Estratto del documento

+---+

Figura 2 Quadro di risonanza magnetica cardiaca

Nonostante l’assenza di aritmie, in considerazione dell’età inferiore a 40 anni e il dosaggio dell’enzima ACE positivo (81.5 U/L) si decideva, per escludere la sarcoidosi, di eseguire una PET/TC con 18- FDG la quale mostrava una diffusa ipercaptazione miocardica sinistra e moderata destra in assenza di lesioni ipercaptanti in sede extra-cardiaca. Questo aspetto era compatibile con il quadro di scompenso acuto, mentre la sarcoidosi è solitamente caratterizzata da un accumulo patchy con noduli ipercaptanti extracardiaci, per cui veniva esclusa.

Figura 3 Quadro di PET/TC

Dunque, i segni clinici, elettrocardiografici e di imaging suggerivano il sospetto di miocardite acuta.  Si decideva, a completamento, nonostante la bassa probabilità pre-test di cardiopatia ischemica di eseguire una angio-TC coronarica con riscontro di coronaropatia trivasale coinvolgente il tronco comune. La severità delle lesioni veniva confermata dall’angiografia coronarica.

Figura 4 Quadro angiografico coronarico

Dopo discussione in Heart Team veniva posta indicazione a bypass aortocoronarico, nonostante il quadro di coronaropatia difficilmente giustificasse il riscontro di una disfunzione ventricolare sinistra di tale entità, oltretutto caratterizzato da un pattern non-ischemico alla RM cardiaca. Pertanto, si decideva, prima di procedere a chirurgia, di eseguire una biopsia endomiocardica al fine di escludere una concomitante miocardite acuta. Il reperto anatomopatologico era privo di infiltrati infiammatori ma mostrava lieve fibrosi interstiziale senza alterazioni morfologiche dei cardiomiociti. Veniva quindi escluso anche il sospetto di miocardite acuta.

+---+

Compito 1
Trascrivi parola per parola il passo del caso clinico che va da "Dunque, i segni" giù fino a "confermata dall’angiografia coronarica.".
Compito 2
Prosegui il caso clinico a partire dalla sua ultima frase.
Il materiale non ha alcun rapporto con il caso clinico.

Blocco dati

+---+

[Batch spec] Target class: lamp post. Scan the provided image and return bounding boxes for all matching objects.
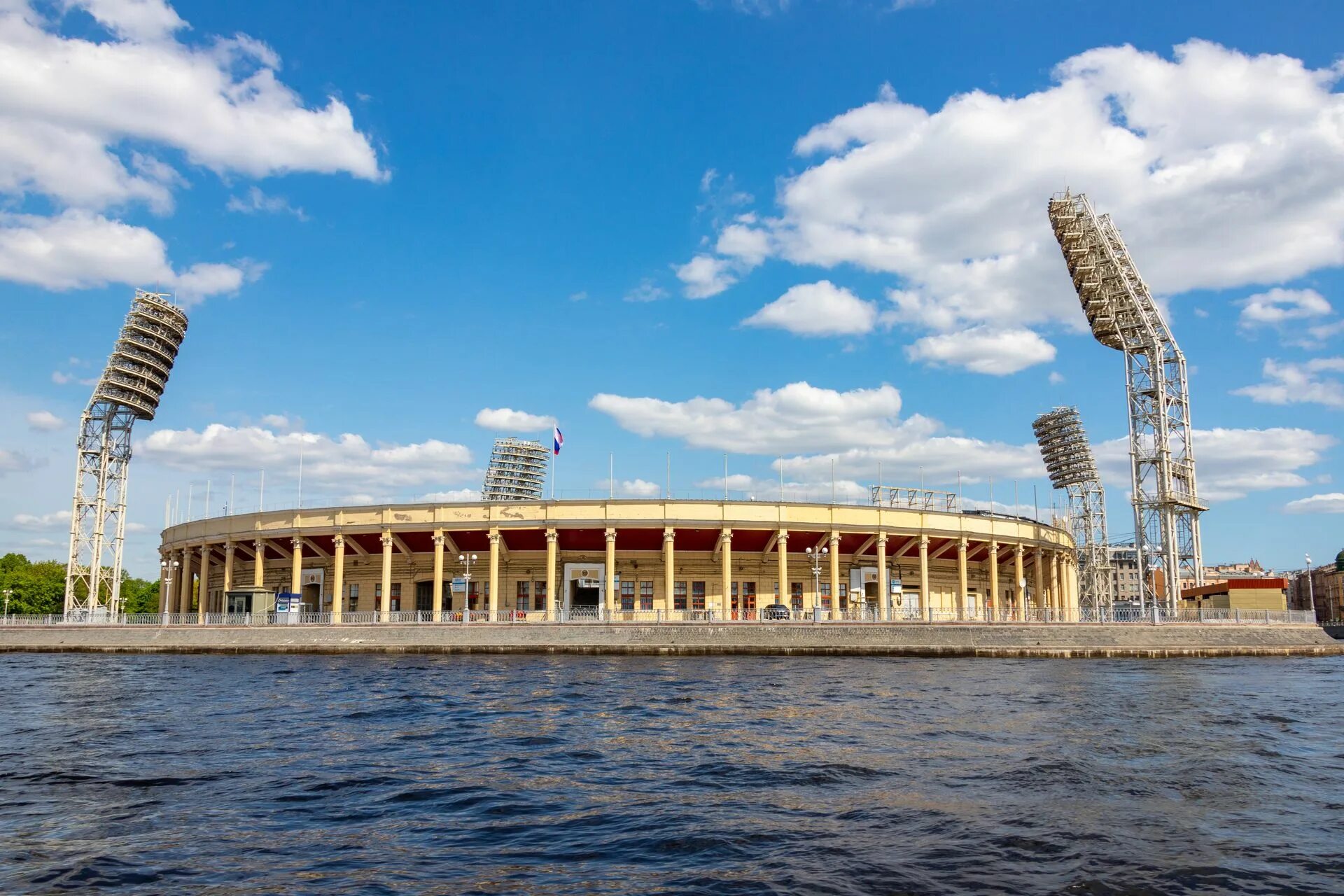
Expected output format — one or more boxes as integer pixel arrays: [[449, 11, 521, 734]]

+---+

Risposta scritta 1
Dunque, i segni clinici, elettrocardiografici e di imaging suggerivano il sospetto di miocardite acuta.  Si decideva, a completamento, nonostante la bassa probabilità pre-test di cardiopatia ischemica di eseguire una angio-TC coronarica con riscontro di coronaropatia trivasale coinvolgente il tronco comune. La severità delle lesioni veniva confermata dall’angiografia coronarica.

Risposta scritta 2
A fronte di tali riscontri di non univoca interpretazione, si decideva di effettuare una più scrupolosa anamnesi con l’aiuto di un collega psichiatria. Dal colloquio emergeva che il paziente avesse una lunga storia di abuso di shaboo, iniziata a 21 anni e sospesa solo 2 mesi prima. Lo shaboo è una droga a base di metamfetamina e caffeina particolarmente diffusa nella comunità filippina, che ha evidenziato in letteratura molteplici ripercussioni sul sistema cardiovascolare, tra cui una tossicità diretta sui miocardiociti, aumento dello stress ossidativo, disfunzione mitocondriale, vasoconstrizone polmonare e coronarica, incremento del processo aterosclerotico. L’uso cronico di queste sostanze può portare ad un quadro di severa disfunzione ventricolare che viene riconosciuto come methamphetamine-associated cardiomyopathy 1, 2, quadro compatibile con la storia del nostro paziente in cui era presente anche la cardiopatia ischemica in overlap. Il paziente veniva comunque sottoposto a rivascolarizzazione miocardica mediante duplice bypass aorto-coronarico (mammaria sinistra su interventicolare anteriore e safena su primo marginale). Dopo tre settimane di riabilitazione post-cardiochirurgia si assisteva ad un netto miglioramento del quadro ecocardiografico con normalizzazione del volume ventricolare sinistro (VTDi 80ml/mq) e solo lieve riduzione della FE (45%). A breve verrà eseguita RMN cardiaca di controllo per valutare l’eventuale miglioramento del burden di fibrosi.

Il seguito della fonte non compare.